- PROBLEM SET -
A. Using the commentary on post-9/11 visa screening, answer each of the following:
(i) Which screening requirements have probably done the most lasting damage to America's economy?
(ii) Which two agencies are said to prefer creating massive backlogs in the immigration screening process?
(iii) What are the universally accepted best practices among security experts?
B. Write the paragraph that would come next in the commentary on post-9/11 visa screening, picking up after its final sentence.

- TEXT PROVIDED -
Do we really need, for instance, to do in-person interviews of everyone who seeks a visa, even if they have already been interviewed for visas in the past, and we already have their fingerprints on U.S. government databases? That only wastes scarce consular resources on low-risk travelers. Is it necessary to pull all male travelers from Muslim countries into the long humiliation of secondary screening at the airport, even those who are frequent visitors well-known to U.S. officials? It is time to reassert some common sense … Of all the initiatives undertaken in the name of homeland security after 9/11, the visa screening requirements for foreign scientists and engineers have probably done the most lasting damage to America’s economy — particularly in the cutting-edge technology fields that are vital to our economic leadership and national security.

Alden’s right. His particular focus is immigration, but the same logic – that we must prioritize threats based upon risk – applies across the board in the homeland security environment. Risk-based and layered security measures are the universally accepted best practices among security experts – unless you isolate a particular vulnerability and task a particular security agency with ensuring that nothing gets through. When that happens, you get situations of the sort Alden refers to, with the State Department and the FBI preferring to create massive backlogs and waste in the immigration screening process, in an effort to scan 100 percent of any particular group, rather than judiciously putting risk-based procedures into place. While individual lives are ruined (visa holders who return to their native countries for a vacation and find that they can’t quickly get back into the United States, losing their homes or jobs or private property), the agencies have covered themselves so no congressional inquiry can put the blame on them should something go wrong in the future. (And as everybody knows, there will be another terrorist attack at some point, and, as is Congress’s tendency, somebody – besides Congress – will need to be blamed.)

- INFORMATION SUPPLIED -
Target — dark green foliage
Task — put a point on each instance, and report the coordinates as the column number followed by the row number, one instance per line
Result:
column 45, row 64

- EXERCISE ANSWERS -
A.
(i) The visa screening requirements for foreign scientists and engineers.
(ii) The State Department and the FBI.
(iii) Risk-based and layered security measures.

B.
You see the same kind of brain-dampened approach to security in the supply chain environment. Well-known security experts like Congressman Ed Markey of Massachusetts have led the effort to apply the 100 percent model to cargo security. (For the Markey fan(s?) out there lacking any sense of irony or experience in homeland security, the reference to his expertise in security is sarcasm; he’s a politician, not a security expert, though it seems many members of Congress seem to confuse the two.) So just as you have stunning backlogs in the immigration screening process, we will soon be facing similar backlogs in the international supply chain. In this case, the economic damage to which Alden refers above will not be indirect. It will not take prescient reporters or scholars to point out how shutting out key segments of our workforce will damage our economy. Once our global competitiveness is undermined, and international trade is routinely disrupted, the damage to our economy will be clear and immediate.

And for what? Scanning 100 percent of the cargo that enters our nation’s borders will not make us safer. Indeed, numerous credible third-party reports indicate that the 100 percent model could make us less safe. But, then, that doesn’t play as well on the campaign trail.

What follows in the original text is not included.